» **EXERCICE A**
D'après l'extrait sur les réseaux sociaux, quelle est la mission du réseau Xing ?
» **EXERCICE B**
Recopiez le passage de l'extrait sur les réseaux sociaux compris entre « D’autres réseaux, plus » et « et de cadres. », bornes incluses.

» **EXTRAIT À LIRE**
6.2. « An overview of social networking: uses, opportunities and pitfalls »
Arthur Weiss
Dans une conférence sur les réseaux sociaux, Arthur Weiss, manager pour la société AWARE, nous a présenté l’importance actuelle du web 2.0 et son apport pour les entreprises. M. Weiss a énuméré différents réseaux sociaux et leurs particularités : l’incontournable Facebook (www.facebook.com), mais également My Space (http://ch.myspace.com/), plus utilisé aux États-Unis, qui permet de retrouver des personnes et d’échanger des photos. Nous y avons également découvert Xing (http://www.xing.com/), un réseau ayant pour mission d’aider les entreprises à mieux communiquer.
D’autres réseaux, plus professionnels, comme Linkedln (http://www.linkedin.com/) proposent un accès à un grand nombre de profils et parcours professionnels d’employés et de cadres.

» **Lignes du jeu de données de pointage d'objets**

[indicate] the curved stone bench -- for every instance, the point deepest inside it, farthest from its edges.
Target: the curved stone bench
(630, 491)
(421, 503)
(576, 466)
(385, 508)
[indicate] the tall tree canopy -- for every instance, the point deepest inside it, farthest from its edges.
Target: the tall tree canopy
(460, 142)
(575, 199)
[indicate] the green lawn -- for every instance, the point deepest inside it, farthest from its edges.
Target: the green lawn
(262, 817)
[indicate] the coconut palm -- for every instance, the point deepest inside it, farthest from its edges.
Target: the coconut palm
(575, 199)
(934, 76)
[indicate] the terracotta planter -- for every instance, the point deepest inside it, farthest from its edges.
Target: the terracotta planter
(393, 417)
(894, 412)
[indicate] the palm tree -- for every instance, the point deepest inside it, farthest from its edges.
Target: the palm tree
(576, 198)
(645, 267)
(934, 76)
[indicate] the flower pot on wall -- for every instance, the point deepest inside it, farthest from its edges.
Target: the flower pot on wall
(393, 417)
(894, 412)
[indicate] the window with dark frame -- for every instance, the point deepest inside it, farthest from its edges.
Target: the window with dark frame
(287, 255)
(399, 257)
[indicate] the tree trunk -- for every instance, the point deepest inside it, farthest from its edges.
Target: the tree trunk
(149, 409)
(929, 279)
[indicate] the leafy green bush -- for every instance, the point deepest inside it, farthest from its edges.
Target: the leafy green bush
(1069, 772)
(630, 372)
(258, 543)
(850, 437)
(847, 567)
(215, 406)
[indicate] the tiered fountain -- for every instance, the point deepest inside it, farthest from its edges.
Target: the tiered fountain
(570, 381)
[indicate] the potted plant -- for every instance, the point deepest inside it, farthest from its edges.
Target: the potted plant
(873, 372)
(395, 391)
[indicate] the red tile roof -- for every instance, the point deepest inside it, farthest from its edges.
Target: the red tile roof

» **RÉPONSE CORRECTE A**
Aider les entreprises à mieux communiquer.

» **RÉPONSE CORRECTE B**
D’autres réseaux, plus professionnels, comme Linkedln (http://www.linkedin.com/) proposent un accès à un grand nombre de profils et parcours professionnels d’employés et de cadres.